(Stored data)
------

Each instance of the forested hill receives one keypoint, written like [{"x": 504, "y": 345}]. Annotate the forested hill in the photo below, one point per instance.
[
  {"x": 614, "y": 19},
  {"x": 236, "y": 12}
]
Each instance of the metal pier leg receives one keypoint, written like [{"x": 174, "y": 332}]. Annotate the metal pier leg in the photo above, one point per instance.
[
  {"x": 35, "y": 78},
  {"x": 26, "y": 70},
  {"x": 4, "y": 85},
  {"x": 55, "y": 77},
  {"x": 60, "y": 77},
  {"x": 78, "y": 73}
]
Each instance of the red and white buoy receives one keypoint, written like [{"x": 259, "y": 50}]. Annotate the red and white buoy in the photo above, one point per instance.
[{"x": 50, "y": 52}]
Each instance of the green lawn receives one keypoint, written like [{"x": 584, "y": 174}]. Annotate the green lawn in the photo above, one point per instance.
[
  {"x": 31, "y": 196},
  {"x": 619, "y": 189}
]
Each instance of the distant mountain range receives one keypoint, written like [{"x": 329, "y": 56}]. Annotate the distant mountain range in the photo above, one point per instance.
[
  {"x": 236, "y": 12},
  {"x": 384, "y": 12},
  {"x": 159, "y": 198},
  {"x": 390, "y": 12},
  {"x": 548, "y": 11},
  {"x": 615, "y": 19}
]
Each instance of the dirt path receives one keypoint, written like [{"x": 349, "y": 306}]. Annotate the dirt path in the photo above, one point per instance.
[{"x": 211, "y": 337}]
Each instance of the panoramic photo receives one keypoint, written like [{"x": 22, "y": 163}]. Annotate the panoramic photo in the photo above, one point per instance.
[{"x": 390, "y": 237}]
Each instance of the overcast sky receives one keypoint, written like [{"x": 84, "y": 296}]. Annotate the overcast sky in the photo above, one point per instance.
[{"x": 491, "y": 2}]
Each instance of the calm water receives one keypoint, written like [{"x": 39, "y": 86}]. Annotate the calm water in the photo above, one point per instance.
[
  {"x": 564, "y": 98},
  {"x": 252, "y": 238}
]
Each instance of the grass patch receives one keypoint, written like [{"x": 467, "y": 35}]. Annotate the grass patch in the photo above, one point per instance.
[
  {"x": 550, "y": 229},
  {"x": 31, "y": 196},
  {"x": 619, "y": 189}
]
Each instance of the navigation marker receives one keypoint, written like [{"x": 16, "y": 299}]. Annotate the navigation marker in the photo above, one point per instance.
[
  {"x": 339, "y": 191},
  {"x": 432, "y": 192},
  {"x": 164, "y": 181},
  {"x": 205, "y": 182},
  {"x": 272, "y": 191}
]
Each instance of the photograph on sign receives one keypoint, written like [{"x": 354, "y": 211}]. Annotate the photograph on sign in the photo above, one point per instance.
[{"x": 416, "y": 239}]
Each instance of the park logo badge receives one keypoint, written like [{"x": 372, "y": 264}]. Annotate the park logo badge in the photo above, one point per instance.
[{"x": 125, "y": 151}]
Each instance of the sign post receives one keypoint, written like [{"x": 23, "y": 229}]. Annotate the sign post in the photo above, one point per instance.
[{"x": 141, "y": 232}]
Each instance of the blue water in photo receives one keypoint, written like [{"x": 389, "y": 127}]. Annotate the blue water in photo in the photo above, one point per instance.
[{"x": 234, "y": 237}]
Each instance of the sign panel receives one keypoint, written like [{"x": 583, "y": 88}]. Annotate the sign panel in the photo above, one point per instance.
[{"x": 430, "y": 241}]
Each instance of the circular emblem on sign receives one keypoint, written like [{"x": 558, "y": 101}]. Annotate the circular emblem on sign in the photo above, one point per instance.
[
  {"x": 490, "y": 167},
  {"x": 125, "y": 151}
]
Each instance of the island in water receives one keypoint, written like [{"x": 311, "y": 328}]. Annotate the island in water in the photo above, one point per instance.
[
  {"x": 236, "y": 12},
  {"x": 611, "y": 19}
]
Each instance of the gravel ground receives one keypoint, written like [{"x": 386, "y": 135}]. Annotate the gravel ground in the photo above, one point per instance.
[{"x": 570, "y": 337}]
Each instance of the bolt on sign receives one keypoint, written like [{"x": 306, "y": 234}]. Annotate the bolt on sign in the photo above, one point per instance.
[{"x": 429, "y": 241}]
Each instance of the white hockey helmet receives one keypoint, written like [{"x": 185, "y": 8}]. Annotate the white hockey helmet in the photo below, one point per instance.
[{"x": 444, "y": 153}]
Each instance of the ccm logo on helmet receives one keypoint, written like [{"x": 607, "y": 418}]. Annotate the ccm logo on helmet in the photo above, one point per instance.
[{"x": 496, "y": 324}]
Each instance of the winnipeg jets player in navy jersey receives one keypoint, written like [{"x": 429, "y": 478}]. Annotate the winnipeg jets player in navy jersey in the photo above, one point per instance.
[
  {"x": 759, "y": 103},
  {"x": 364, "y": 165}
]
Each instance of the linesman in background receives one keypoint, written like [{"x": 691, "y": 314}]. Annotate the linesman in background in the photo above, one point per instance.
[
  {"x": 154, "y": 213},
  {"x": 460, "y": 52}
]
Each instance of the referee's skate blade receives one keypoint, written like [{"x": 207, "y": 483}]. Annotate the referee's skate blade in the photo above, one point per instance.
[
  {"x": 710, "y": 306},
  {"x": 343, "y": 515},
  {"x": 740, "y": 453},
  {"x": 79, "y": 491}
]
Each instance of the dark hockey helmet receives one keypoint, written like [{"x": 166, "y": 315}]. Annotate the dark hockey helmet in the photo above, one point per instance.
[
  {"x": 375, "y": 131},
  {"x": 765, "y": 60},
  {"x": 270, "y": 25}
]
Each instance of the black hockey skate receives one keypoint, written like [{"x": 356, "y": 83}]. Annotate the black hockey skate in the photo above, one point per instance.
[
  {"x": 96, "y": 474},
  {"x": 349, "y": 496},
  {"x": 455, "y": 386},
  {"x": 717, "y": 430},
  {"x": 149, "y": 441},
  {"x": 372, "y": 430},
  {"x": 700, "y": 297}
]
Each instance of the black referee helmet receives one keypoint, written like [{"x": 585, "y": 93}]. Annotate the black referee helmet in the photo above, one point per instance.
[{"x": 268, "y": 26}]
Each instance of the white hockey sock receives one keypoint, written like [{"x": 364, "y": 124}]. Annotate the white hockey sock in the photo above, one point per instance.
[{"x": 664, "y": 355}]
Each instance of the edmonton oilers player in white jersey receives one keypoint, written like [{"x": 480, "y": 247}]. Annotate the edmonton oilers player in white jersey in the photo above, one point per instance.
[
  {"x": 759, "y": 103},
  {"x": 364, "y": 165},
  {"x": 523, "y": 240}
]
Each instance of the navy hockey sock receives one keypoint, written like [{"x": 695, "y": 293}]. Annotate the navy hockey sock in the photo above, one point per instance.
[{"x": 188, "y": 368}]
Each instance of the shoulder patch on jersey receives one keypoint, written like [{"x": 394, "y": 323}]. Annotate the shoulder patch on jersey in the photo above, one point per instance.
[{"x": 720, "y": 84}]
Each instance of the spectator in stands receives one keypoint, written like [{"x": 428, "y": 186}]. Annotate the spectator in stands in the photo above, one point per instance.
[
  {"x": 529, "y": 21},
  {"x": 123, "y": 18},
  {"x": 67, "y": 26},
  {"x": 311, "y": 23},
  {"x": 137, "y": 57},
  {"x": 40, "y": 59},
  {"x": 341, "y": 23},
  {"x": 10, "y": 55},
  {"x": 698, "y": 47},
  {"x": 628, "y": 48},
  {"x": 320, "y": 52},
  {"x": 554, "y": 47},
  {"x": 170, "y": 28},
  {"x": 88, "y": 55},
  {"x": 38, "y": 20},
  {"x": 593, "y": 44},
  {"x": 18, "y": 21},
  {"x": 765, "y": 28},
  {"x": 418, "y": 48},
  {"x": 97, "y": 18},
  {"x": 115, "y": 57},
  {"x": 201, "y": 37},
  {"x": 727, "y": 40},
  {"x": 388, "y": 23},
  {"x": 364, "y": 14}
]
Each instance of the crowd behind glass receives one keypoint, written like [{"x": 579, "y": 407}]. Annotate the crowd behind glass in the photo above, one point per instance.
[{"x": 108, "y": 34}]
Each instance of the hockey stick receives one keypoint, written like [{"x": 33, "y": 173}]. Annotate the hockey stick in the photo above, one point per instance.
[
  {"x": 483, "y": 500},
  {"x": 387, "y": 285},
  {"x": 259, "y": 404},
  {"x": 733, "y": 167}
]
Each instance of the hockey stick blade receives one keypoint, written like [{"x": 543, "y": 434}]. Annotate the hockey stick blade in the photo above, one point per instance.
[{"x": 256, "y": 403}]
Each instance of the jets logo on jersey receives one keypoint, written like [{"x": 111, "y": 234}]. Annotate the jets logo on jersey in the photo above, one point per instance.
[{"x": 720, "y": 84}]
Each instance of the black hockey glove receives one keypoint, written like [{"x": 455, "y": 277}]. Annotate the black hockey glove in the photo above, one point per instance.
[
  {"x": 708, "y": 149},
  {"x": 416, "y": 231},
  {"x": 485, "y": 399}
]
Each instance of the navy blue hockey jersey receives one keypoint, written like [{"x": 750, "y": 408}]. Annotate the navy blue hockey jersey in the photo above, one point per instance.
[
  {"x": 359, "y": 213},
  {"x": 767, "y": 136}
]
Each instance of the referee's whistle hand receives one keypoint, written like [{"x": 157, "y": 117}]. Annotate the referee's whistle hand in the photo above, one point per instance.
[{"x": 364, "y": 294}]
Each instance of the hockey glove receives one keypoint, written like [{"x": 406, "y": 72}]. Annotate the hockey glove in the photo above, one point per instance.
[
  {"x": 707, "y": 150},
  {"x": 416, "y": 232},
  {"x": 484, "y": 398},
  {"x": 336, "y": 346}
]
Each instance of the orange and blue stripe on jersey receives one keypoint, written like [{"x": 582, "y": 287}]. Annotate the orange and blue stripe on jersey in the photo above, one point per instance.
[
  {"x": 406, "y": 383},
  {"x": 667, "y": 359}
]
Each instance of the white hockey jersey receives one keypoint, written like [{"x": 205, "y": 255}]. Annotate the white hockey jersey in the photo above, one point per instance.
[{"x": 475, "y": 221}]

------

# THE PROBLEM
Could you print the lines above, exactly as written, from the line containing "Each instance of the orange" through the final one?

# RESPONSE AREA
Each instance of the orange and blue stripe on jersey receives one keypoint, written like [{"x": 582, "y": 287}]. Annotate the orange and blue stripe on jersey in the photo above, one point per instance.
[
  {"x": 406, "y": 383},
  {"x": 667, "y": 359}
]
Each instance of the white hockey jersey receives one keypoint, written like [{"x": 205, "y": 255}]. Annotate the white hockey jersey in the photo above, one point per instance.
[{"x": 475, "y": 221}]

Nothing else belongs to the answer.